====== PASSAGE GIVEN ======

HVPs leverage a low-drag, aerodynamic design enabling high-velocity, maneuverability and a decreased time-to-target. The HVP travels at about Mach 3 with a range of 65 kilometres, three times the range of traditional naval rounds. These attributes, coupled with accurate guidance electronics, provide low-cost mission effectiveness against current threats and the ability to adapt to air and surface threats of the future.



The compact design of the HVP relieves the need for a rocket motor to extend gun range, firing smaller, more accurate rounds decreases the likelihood for collateral damage and provides for deeper magazines and improved shipboard safety.

Currently, both the US and allies like Australia use a combination of missile systems including the Evolved Sea Sparrow Missile (ESSM), Rolling Airframe Missile (RAM) and the Standard Missile 2 (SM-2) and Standard Missile 3 (SM-3) systems to provide comprehensive air and missile defence capabilities. 

The HVP serves to fill the niche capability currently provided by expensive missile systems at a significantly reduced cost. Systems like the ESSM and SM-2 and SM-3 ranging in cost from about US$500,000 and US$2 million, for the ballistic missile defence specialised variants of the SM-3 systems. 

In contrast, the HVP system is projected to cost about $100,000 per unit, dramatically reducing the procurement and logistics supply chains needed to support sustained, high-intensity conflict.

====== RECORD SET ======

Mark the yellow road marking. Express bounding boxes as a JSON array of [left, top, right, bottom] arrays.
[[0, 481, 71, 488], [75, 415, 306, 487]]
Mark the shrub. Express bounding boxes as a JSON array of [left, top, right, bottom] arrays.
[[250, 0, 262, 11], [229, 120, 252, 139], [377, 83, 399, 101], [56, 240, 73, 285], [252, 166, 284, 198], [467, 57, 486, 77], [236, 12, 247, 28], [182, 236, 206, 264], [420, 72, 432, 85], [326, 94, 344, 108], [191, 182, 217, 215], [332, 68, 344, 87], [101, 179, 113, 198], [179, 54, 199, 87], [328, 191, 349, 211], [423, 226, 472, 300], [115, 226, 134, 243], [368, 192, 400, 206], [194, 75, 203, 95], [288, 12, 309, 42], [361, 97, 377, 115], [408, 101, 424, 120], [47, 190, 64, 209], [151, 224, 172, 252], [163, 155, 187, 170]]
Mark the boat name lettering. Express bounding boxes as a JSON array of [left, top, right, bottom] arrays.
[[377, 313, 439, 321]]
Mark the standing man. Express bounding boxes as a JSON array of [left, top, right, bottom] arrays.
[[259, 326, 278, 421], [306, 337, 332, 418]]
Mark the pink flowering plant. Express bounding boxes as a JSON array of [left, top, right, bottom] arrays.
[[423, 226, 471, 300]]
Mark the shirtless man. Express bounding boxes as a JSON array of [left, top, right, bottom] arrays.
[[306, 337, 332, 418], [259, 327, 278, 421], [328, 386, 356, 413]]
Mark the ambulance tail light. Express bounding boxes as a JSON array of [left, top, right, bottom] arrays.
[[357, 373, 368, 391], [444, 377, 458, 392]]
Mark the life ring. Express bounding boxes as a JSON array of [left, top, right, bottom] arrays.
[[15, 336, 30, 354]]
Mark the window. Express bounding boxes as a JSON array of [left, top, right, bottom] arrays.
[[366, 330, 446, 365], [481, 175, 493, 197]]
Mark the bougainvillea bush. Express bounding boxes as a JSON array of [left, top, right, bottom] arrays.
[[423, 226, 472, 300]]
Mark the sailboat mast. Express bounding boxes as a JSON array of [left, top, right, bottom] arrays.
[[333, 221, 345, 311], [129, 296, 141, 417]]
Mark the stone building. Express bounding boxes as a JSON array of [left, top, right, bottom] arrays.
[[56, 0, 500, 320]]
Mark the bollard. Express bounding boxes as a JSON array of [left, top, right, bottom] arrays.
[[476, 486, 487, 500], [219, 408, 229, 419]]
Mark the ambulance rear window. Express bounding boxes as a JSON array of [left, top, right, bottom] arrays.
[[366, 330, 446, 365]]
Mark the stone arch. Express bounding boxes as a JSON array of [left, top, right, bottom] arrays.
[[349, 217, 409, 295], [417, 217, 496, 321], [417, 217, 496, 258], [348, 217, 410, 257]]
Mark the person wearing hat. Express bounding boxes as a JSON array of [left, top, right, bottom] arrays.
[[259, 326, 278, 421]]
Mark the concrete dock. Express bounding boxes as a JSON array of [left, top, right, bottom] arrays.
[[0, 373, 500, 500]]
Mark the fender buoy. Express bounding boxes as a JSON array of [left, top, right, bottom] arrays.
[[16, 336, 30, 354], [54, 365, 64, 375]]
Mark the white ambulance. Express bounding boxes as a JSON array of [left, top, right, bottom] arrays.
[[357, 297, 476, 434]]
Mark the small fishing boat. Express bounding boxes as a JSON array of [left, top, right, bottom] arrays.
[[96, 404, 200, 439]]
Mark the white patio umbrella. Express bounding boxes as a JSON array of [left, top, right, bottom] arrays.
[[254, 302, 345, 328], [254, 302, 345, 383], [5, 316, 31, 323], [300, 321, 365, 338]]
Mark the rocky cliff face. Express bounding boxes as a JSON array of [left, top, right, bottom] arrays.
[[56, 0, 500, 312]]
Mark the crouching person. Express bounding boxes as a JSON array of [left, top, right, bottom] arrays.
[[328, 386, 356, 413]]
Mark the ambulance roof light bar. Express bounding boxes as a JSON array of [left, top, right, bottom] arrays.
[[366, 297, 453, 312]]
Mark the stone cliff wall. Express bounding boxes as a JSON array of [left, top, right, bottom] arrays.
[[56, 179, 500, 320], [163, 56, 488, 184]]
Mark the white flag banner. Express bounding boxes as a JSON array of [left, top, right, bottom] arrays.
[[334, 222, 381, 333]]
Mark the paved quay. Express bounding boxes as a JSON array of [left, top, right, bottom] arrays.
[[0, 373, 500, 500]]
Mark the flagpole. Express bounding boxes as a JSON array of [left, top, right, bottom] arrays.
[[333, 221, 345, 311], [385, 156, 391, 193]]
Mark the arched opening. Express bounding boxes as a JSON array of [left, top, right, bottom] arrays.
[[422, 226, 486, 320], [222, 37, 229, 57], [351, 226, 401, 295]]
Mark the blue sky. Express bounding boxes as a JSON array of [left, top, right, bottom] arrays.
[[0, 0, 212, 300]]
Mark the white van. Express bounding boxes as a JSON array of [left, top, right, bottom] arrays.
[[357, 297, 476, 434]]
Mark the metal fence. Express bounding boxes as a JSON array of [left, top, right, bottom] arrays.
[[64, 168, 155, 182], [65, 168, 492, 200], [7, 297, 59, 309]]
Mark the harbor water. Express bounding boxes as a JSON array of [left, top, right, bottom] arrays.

======

→ PROBLEM DESCRIPTION
Continue the passage on the hypervelocity projectile, beginning after its final sentence.

→ WRITTEN ANSWER
The announcement of the successful US test follows recent technology announcements and demonstrations made by both Russia and China. In particular the air-deployable, Russian Kinzhal missile, reportedly capable of velocities as fast as 12,500km/h, the currently in service Kalibr cruise missile and China's recently unveiled EM rail gun have all spurred a new approach as a result of development delays for the US rail gun program. 

The Mk 45 Mod 4 provides NSFS range of more than 20 nautical miles (36 kilometres) with the Navy's new five-inch Cargo projectile and an improved propelling charge. Starting with DDG 81, Mk 45 Mod 4 is being forward-fit to US Navy's Arleigh Burke Class destroyers. Other Mod 4 applications include installations for the fleets of Australia (Hobart Class), South Korea (Seejong the Great and Chungmugong Yi Sun-sin Class), Japan (Maya, Atago, Kongo, Asahi and Akizuki Class) and Denmark (Absalon Class).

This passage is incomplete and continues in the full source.